COSA FARE: Ricopia per intero il testo di riferimento sulla riforma della magistratura riportato qui sotto, senza cambiare nulla.

TESTO DI RIFERIMENTO:
Toghe, la grande spartizione. Con la Riforma vanno a casa oltre 400 magistrati
Il governo Renzi si prepara a rottamare le toghe. Un semplice strumento burocratico con cui si realizza quello che il centro-destra guidato da Berlusconi ha sognato per anni ma non è mai riuscito a fare. L’uscita di scena in blocco di una o due generazioni di magistrati. Quelle che vengono dagli anni Settanta e Ottanta
Tutti a casa. Quattrocento subito, da qui al 31 dicembre 2015, gli altri 900 nel triennio successivo. Un cambio epocale. La più grande rottamazione degli ultimi decenni, roba da far impallidire quello che è successo in politica con l’ascesa di Matteo Renzi. La posta in gioco sono gli oltre 1300 incarichi «direttivi o semi-direttivi», le posizioni di vertice della magistratura italiana, dalla Corte suprema di Cassazione alla più piccola delle procure, gli equilibri che stabiliranno chi guiderà la giustizia nei prossimi venti anni. È la vera guerra che si sta combattendo in modo sotterraneo, dietro i tweet del premier che ironizza sulle toghe che non vogliono rinunciare a quindici giorni di ferie e le minacce di sciopero dell’Anm, l’Associazione nazionale magistrati.
Il pacchetto di riforme firmate dal ministro Andrea Orlando prende faticosamente forma, dopo la giustizia civile votata dal Parlamento tocca alla responsabilità civile su cui il governo potrebbe ricorrere all’arma del decreto. Ma il cambiamento che segna un passaggio storico è contenuto in un decreto che non riguarda direttamente la giustizia, quello che porta il nome del ministro Marianna Madia sulla pubblica amministrazione, approvato in estate.

MATERIALE FORNITO:
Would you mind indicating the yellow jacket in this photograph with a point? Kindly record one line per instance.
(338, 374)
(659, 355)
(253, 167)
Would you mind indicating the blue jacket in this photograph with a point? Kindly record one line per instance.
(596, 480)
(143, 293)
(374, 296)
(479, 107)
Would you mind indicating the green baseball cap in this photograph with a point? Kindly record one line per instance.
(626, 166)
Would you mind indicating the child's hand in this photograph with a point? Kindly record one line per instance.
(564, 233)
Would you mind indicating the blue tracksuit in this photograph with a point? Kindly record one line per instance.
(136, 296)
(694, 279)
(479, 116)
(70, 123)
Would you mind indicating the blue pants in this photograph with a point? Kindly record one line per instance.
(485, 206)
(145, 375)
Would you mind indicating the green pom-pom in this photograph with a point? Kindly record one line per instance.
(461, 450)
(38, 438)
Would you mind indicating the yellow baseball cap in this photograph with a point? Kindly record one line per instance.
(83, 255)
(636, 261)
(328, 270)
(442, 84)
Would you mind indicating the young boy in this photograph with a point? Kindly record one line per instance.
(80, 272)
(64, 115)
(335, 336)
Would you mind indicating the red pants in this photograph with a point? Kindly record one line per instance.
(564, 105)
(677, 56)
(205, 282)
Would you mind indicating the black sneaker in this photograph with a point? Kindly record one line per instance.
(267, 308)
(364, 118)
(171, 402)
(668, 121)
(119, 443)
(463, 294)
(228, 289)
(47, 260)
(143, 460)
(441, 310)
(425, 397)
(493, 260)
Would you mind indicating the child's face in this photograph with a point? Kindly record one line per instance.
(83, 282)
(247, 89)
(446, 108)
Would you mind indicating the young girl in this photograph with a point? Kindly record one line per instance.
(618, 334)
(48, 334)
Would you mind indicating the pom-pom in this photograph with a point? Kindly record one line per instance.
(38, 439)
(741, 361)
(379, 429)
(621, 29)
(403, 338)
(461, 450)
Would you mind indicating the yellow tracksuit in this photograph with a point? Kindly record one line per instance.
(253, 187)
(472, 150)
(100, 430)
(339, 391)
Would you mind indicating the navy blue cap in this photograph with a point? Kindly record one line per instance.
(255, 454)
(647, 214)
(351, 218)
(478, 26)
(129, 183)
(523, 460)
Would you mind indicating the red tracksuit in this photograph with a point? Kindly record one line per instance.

SOLUZIONE:
Toghe, la grande spartizione. Con la Riforma vanno a casa oltre 400 magistrati
Il governo Renzi si prepara a rottamare le toghe. Un semplice strumento burocratico con cui si realizza quello che il centro-destra guidato da Berlusconi ha sognato per anni ma non è mai riuscito a fare. L’uscita di scena in blocco di una o due generazioni di magistrati. Quelle che vengono dagli anni Settanta e Ottanta
Tutti a casa. Quattrocento subito, da qui al 31 dicembre 2015, gli altri 900 nel triennio successivo. Un cambio epocale. La più grande rottamazione degli ultimi decenni, roba da far impallidire quello che è successo in politica con l’ascesa di Matteo Renzi. La posta in gioco sono gli oltre 1300 incarichi «direttivi o semi-direttivi», le posizioni di vertice della magistratura italiana, dalla Corte suprema di Cassazione alla più piccola delle procure, gli equilibri che stabiliranno chi guiderà la giustizia nei prossimi venti anni. È la vera guerra che si sta combattendo in modo sotterraneo, dietro i tweet del premier che ironizza sulle toghe che non vogliono rinunciare a quindici giorni di ferie e le minacce di sciopero dell’Anm, l’Associazione nazionale magistrati.
Il pacchetto di riforme firmate dal ministro Andrea Orlando prende faticosamente forma, dopo la giustizia civile votata dal Parlamento tocca alla responsabilità civile su cui il governo potrebbe ricorrere all’arma del decreto. Ma il cambiamento che segna un passaggio storico è contenuto in un decreto che non riguarda direttamente la giustizia, quello che porta il nome del ministro Marianna Madia sulla pubblica amministrazione, approvato in estate.